- Task to carry out: From the entries below, retype only the lines from the one with "Provide one marker per instance of the tree" through the one with "Provide one marker per instance of the pedestrian", exactly as written.

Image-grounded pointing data
-- -- --

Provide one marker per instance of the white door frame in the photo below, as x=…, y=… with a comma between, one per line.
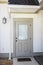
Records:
x=12, y=20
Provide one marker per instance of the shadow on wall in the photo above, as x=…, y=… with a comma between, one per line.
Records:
x=24, y=2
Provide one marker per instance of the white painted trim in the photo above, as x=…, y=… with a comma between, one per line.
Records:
x=23, y=6
x=23, y=15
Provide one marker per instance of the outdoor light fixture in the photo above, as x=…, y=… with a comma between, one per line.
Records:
x=4, y=20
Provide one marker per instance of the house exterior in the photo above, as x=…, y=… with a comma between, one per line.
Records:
x=14, y=13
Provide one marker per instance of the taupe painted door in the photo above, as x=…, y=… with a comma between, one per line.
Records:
x=23, y=38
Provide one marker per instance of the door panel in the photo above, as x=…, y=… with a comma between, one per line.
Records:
x=23, y=38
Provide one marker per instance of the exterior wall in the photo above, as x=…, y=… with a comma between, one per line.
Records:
x=6, y=30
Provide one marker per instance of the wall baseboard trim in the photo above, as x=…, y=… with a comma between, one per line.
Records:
x=6, y=55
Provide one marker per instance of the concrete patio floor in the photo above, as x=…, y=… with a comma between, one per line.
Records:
x=32, y=62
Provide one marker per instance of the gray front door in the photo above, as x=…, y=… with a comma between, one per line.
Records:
x=23, y=38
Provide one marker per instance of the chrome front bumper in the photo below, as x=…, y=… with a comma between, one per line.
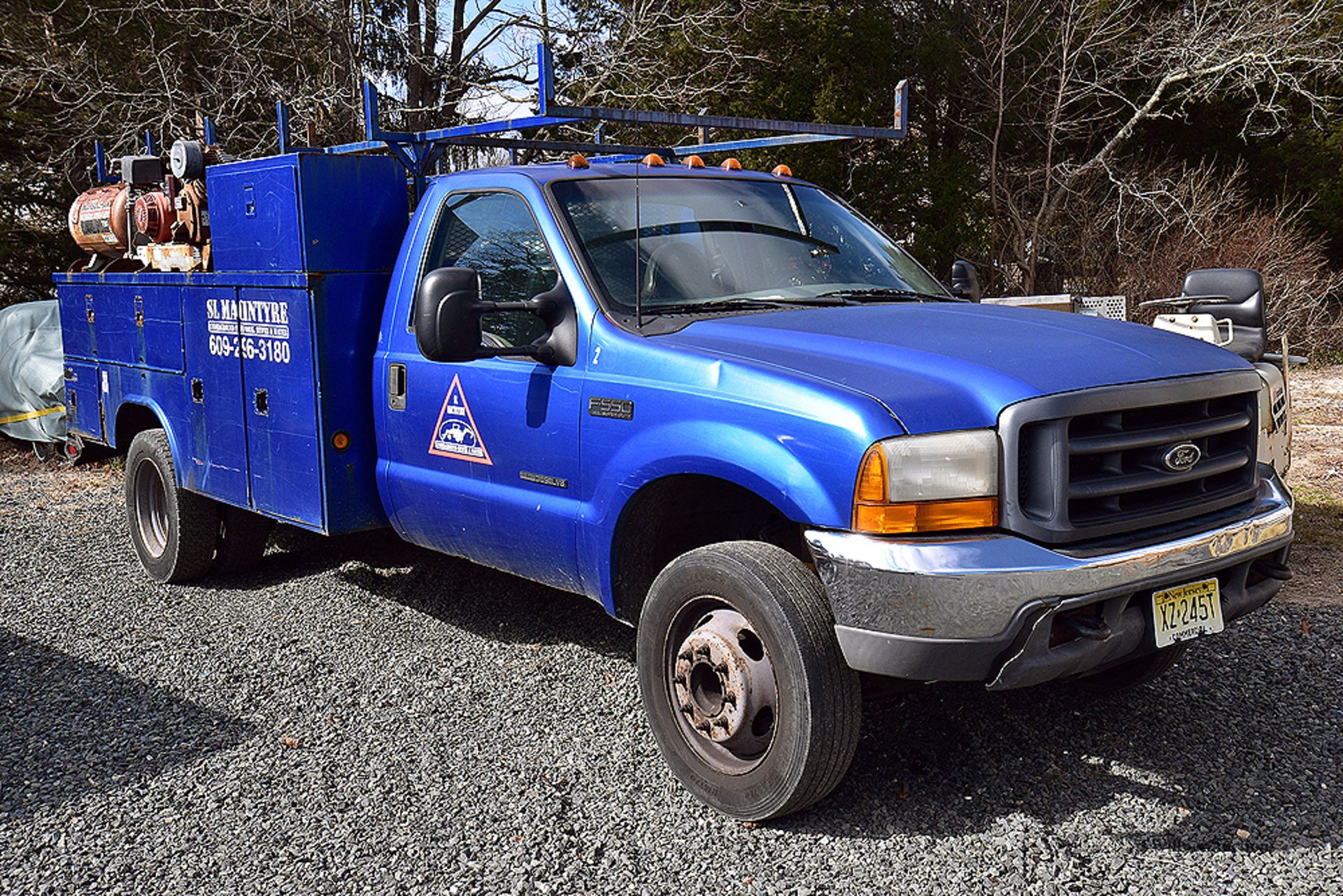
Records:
x=962, y=608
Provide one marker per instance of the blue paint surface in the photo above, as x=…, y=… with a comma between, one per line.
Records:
x=500, y=460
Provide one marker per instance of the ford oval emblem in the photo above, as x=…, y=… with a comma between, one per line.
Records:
x=1182, y=457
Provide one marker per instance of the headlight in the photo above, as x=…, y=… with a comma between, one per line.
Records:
x=928, y=484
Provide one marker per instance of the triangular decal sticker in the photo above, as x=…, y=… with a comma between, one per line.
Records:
x=455, y=433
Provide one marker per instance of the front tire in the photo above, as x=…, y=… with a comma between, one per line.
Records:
x=173, y=529
x=743, y=681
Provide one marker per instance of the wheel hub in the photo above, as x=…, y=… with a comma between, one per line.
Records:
x=724, y=683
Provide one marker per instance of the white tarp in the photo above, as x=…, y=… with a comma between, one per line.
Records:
x=31, y=372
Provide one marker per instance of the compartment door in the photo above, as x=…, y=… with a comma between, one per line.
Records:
x=84, y=401
x=214, y=382
x=280, y=395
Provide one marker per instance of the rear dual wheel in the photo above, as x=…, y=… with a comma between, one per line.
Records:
x=743, y=681
x=173, y=529
x=179, y=535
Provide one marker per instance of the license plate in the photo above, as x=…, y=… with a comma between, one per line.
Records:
x=1188, y=611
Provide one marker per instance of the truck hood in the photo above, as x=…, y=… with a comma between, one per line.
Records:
x=954, y=366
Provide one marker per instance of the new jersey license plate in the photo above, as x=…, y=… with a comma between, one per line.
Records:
x=1188, y=611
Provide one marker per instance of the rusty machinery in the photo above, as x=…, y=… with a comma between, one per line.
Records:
x=152, y=220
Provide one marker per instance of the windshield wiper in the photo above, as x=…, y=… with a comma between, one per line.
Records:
x=740, y=303
x=881, y=293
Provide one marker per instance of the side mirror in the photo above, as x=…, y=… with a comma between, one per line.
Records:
x=448, y=315
x=449, y=311
x=965, y=281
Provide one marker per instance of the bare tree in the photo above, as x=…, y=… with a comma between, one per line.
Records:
x=1071, y=83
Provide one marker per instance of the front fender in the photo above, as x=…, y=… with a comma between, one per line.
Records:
x=767, y=467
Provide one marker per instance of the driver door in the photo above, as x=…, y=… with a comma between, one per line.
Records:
x=487, y=452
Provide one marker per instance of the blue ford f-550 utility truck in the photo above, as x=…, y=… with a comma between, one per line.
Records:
x=716, y=401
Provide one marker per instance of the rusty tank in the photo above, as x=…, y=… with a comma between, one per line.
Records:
x=99, y=220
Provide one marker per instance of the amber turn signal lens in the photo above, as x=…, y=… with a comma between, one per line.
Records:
x=925, y=516
x=872, y=477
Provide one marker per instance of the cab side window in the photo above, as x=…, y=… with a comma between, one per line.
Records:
x=496, y=236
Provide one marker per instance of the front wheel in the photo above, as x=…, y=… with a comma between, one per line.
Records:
x=173, y=529
x=743, y=681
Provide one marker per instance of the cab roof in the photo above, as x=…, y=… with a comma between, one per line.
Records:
x=547, y=172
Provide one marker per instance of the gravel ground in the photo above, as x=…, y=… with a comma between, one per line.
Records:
x=362, y=716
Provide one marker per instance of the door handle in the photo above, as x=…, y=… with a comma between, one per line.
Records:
x=397, y=387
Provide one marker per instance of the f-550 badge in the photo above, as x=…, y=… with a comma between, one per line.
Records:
x=455, y=433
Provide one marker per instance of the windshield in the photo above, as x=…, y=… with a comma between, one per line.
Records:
x=700, y=241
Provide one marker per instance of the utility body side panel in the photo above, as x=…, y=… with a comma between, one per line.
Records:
x=217, y=420
x=257, y=367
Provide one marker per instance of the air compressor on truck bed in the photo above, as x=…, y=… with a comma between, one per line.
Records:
x=716, y=401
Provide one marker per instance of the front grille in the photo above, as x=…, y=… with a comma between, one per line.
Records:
x=1090, y=464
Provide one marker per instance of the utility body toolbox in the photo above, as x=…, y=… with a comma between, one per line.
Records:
x=232, y=360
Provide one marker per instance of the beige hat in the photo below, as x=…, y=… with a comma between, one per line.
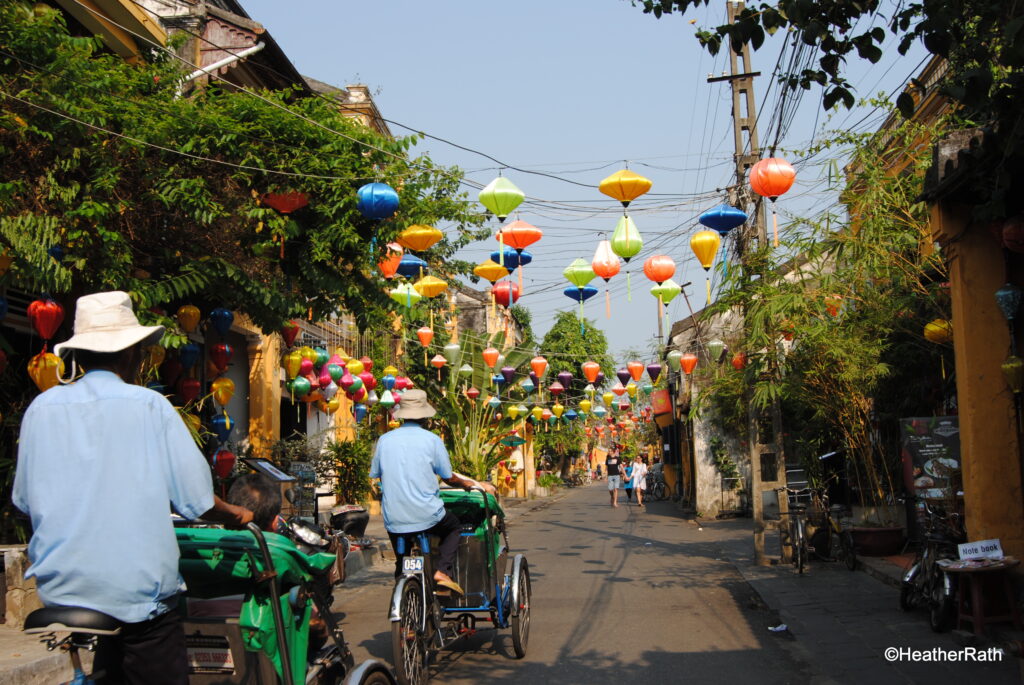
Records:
x=105, y=323
x=414, y=404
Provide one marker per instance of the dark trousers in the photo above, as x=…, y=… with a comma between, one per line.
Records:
x=151, y=652
x=449, y=529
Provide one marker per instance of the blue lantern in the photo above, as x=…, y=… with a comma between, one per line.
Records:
x=222, y=427
x=188, y=355
x=723, y=218
x=221, y=319
x=411, y=266
x=377, y=201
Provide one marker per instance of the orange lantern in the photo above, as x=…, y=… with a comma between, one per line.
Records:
x=389, y=265
x=688, y=361
x=770, y=178
x=659, y=268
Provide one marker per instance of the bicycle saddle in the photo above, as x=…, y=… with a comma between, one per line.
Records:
x=71, y=618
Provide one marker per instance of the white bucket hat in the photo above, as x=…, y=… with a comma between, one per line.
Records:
x=105, y=323
x=414, y=405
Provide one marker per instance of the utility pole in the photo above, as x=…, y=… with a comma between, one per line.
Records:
x=767, y=464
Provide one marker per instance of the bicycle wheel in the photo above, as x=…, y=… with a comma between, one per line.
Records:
x=520, y=618
x=848, y=551
x=408, y=641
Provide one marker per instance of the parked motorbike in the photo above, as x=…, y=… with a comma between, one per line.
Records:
x=926, y=585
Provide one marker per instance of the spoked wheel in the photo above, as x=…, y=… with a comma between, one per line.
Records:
x=520, y=616
x=848, y=551
x=408, y=641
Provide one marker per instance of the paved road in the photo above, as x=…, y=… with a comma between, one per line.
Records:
x=620, y=595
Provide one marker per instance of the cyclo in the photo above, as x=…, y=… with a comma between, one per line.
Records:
x=424, y=622
x=248, y=609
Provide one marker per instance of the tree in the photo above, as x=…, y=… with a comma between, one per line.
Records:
x=981, y=40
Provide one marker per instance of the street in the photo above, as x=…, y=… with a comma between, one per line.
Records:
x=627, y=595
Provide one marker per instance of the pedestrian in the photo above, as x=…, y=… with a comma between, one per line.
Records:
x=100, y=464
x=409, y=460
x=628, y=481
x=640, y=477
x=611, y=465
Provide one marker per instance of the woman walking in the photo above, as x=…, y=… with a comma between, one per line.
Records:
x=639, y=478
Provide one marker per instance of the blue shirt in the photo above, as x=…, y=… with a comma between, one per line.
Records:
x=99, y=465
x=409, y=460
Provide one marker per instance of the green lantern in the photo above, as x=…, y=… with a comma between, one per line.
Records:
x=501, y=197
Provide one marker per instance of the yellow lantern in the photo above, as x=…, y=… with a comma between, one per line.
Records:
x=430, y=286
x=939, y=331
x=188, y=317
x=625, y=186
x=45, y=369
x=419, y=238
x=705, y=245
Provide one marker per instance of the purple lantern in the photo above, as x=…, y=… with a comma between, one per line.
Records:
x=653, y=372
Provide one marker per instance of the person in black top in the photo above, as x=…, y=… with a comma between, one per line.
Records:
x=611, y=464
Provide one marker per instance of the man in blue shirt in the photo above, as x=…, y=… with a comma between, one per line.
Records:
x=100, y=465
x=409, y=460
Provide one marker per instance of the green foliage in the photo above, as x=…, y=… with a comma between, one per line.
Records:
x=982, y=42
x=161, y=196
x=854, y=298
x=351, y=460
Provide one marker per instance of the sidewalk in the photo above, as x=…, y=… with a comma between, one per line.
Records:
x=844, y=621
x=25, y=660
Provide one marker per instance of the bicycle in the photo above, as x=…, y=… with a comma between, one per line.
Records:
x=797, y=528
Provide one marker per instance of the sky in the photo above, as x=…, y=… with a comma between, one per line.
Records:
x=574, y=89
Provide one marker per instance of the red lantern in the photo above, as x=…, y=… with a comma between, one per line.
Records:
x=46, y=316
x=772, y=177
x=659, y=268
x=389, y=265
x=688, y=361
x=223, y=463
x=506, y=293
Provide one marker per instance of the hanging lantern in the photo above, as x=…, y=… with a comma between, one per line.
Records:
x=625, y=186
x=188, y=316
x=715, y=349
x=491, y=270
x=939, y=331
x=659, y=268
x=505, y=293
x=501, y=197
x=406, y=295
x=626, y=241
x=425, y=334
x=45, y=370
x=419, y=238
x=392, y=258
x=705, y=245
x=1009, y=298
x=411, y=266
x=377, y=201
x=653, y=372
x=770, y=178
x=1013, y=371
x=723, y=218
x=688, y=361
x=430, y=286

-- -- --

- Worked solution:
Provide one marker per instance of the tree in the photo above, as x=…, y=… with a comma between, one per line.
Records:
x=981, y=40
Provide one marker per instance of the street in the photo above, as x=…, y=… with a comma between, one per line.
Records:
x=627, y=595
Provide one marker per instance of the pedestrian in the photo above, as x=…, y=… with a comma between, one per line.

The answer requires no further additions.